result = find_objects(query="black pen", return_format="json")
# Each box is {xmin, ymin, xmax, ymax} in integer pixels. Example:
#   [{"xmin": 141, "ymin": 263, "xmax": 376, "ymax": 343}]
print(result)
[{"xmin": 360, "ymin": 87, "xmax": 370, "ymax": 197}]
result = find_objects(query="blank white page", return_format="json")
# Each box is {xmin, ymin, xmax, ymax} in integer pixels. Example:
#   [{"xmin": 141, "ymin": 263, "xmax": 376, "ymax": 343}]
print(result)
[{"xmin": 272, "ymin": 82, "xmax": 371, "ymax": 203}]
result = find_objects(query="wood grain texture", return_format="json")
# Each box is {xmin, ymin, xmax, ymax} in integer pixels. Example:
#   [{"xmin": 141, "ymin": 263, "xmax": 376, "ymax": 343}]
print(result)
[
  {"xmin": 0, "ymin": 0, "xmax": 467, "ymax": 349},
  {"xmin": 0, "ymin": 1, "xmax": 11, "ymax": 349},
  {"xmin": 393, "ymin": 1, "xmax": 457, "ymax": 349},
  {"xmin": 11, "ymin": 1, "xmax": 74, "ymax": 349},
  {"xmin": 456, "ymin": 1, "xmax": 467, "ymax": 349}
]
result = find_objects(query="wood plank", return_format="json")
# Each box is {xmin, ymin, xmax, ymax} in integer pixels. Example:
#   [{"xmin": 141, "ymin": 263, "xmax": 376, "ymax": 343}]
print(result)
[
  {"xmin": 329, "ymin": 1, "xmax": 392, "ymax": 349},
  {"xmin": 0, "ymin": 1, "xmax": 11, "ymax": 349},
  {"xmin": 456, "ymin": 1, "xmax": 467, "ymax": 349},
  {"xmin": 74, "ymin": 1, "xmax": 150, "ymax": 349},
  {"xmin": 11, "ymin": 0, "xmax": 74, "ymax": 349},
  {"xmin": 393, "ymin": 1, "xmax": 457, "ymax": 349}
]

......

> **Stated problem**:
Find every line in the records above that contains the string "json" and copy each of those lines in full.

> **Answer to this problem**:
result = find_objects(query="black pen", return_format="json")
result = find_objects(query="blank white page", return_format="json")
result = find_objects(query="wood grain texture", return_format="json")
result = find_objects(query="wood plank", return_format="json")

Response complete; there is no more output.